Task objective – Count the lines in the items below that contain the word "steel", and reply with that number alone.

Data in this exercise –
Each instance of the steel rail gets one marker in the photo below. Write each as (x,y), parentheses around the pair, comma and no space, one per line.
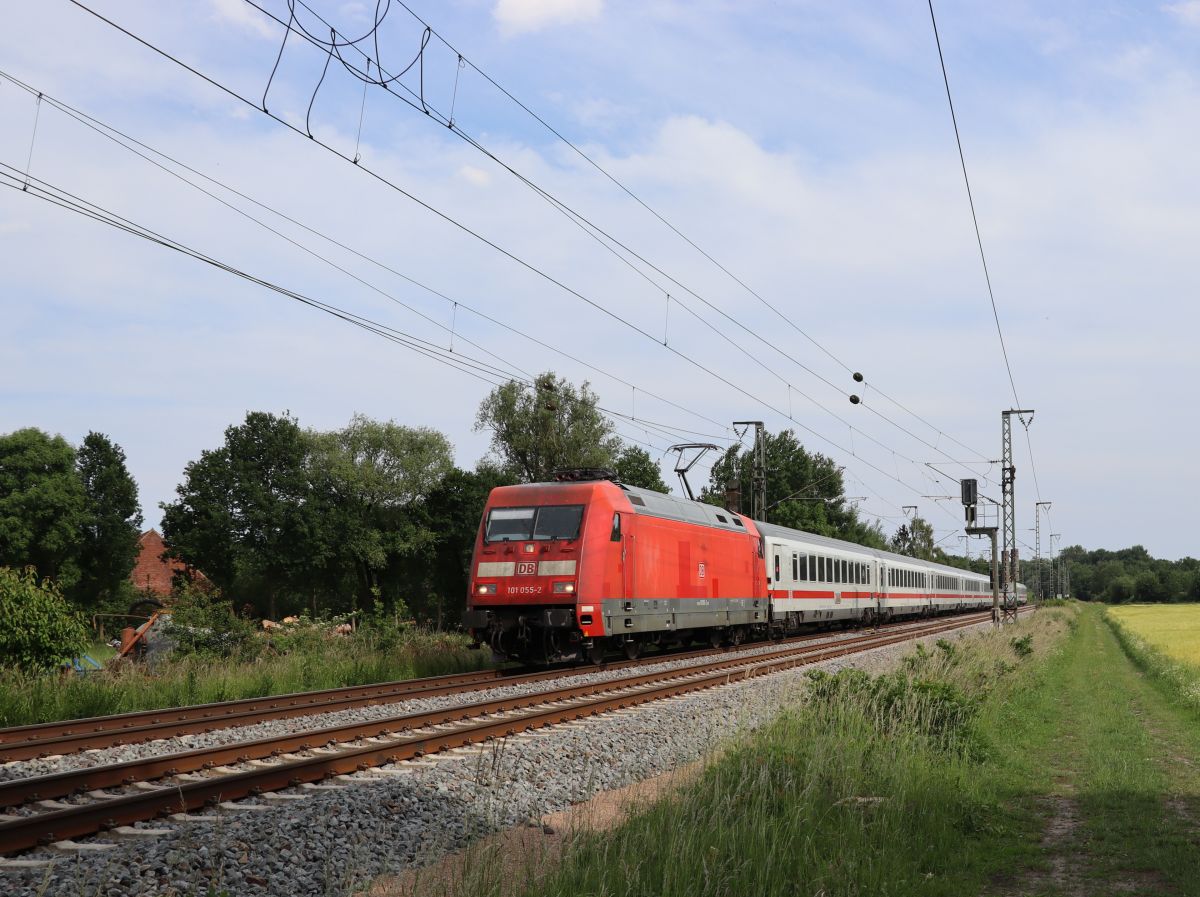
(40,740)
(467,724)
* * *
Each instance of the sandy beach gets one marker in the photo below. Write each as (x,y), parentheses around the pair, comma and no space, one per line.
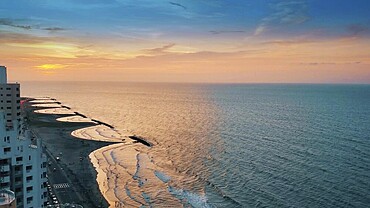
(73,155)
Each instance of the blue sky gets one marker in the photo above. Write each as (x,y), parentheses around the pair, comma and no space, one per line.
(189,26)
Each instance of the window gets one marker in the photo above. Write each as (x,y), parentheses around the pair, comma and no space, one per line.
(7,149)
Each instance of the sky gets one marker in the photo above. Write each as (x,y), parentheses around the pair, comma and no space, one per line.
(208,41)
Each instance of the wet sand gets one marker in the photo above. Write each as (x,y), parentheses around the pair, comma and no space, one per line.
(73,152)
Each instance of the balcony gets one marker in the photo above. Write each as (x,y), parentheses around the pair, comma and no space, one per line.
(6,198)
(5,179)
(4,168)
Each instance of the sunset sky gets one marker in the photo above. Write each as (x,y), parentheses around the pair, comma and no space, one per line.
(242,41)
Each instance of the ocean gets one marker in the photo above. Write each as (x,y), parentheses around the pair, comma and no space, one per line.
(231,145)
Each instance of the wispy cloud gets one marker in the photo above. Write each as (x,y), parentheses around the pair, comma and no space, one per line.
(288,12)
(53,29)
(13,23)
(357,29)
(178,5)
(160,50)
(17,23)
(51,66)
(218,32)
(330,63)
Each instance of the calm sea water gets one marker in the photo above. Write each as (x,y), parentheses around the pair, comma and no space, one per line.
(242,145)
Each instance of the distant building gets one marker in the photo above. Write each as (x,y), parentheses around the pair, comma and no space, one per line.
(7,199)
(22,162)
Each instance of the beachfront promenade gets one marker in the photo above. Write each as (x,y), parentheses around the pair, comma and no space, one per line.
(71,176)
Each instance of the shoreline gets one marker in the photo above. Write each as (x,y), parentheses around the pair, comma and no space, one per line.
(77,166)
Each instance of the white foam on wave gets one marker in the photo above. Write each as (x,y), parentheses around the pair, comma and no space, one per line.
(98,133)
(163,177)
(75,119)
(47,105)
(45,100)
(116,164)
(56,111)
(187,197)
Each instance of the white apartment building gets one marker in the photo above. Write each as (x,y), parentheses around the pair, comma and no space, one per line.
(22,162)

Written answer – 1